%%

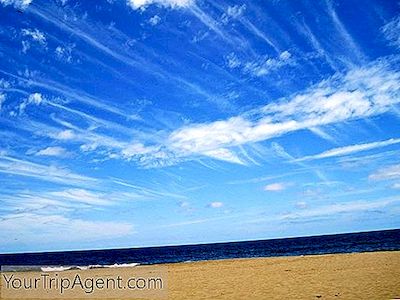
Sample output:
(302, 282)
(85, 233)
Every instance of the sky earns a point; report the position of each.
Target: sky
(162, 122)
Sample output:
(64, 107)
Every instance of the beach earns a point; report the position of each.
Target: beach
(371, 275)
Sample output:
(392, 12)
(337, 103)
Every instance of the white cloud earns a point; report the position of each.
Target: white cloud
(64, 53)
(136, 4)
(265, 65)
(275, 187)
(15, 166)
(48, 229)
(82, 196)
(2, 100)
(361, 93)
(386, 173)
(327, 210)
(16, 3)
(301, 205)
(261, 66)
(396, 185)
(35, 34)
(215, 204)
(65, 135)
(154, 20)
(341, 151)
(233, 12)
(392, 31)
(35, 99)
(53, 151)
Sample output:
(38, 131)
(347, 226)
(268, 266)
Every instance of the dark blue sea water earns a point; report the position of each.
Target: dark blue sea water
(338, 243)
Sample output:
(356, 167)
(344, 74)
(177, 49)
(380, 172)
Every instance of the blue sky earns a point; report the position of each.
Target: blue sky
(158, 122)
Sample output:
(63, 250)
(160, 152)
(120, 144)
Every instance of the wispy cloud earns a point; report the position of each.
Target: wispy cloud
(51, 230)
(53, 151)
(35, 34)
(15, 166)
(391, 32)
(361, 93)
(390, 172)
(136, 4)
(2, 100)
(346, 150)
(349, 207)
(275, 187)
(215, 204)
(22, 4)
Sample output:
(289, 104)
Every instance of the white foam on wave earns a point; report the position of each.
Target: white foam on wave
(65, 268)
(55, 269)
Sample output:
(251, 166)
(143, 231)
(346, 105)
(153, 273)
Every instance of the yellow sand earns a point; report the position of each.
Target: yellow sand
(374, 275)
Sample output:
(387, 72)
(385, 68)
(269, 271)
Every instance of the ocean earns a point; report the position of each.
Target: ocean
(386, 240)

%%

Exercise details → Once you have checked every line of the material above, return the ones that hold the string "position".

Your solution →
Every instance of the sky earns a point; report the position of each.
Every instance of the beach earns a point; report the position of each.
Every instance of the white cloud earns a point; report the position of each.
Every instance of the dark blue sea water earns a point; report the position of each.
Every instance of the blue sky earns a point; report the position of each.
Every instance of the wispy cloud earns a point; report the position of each.
Every instance of the white foam on wave earns a point; report the position of each.
Every instance of the yellow sand earns a point; report the position of each.
Every instance of the ocean earns a point; report the position of each.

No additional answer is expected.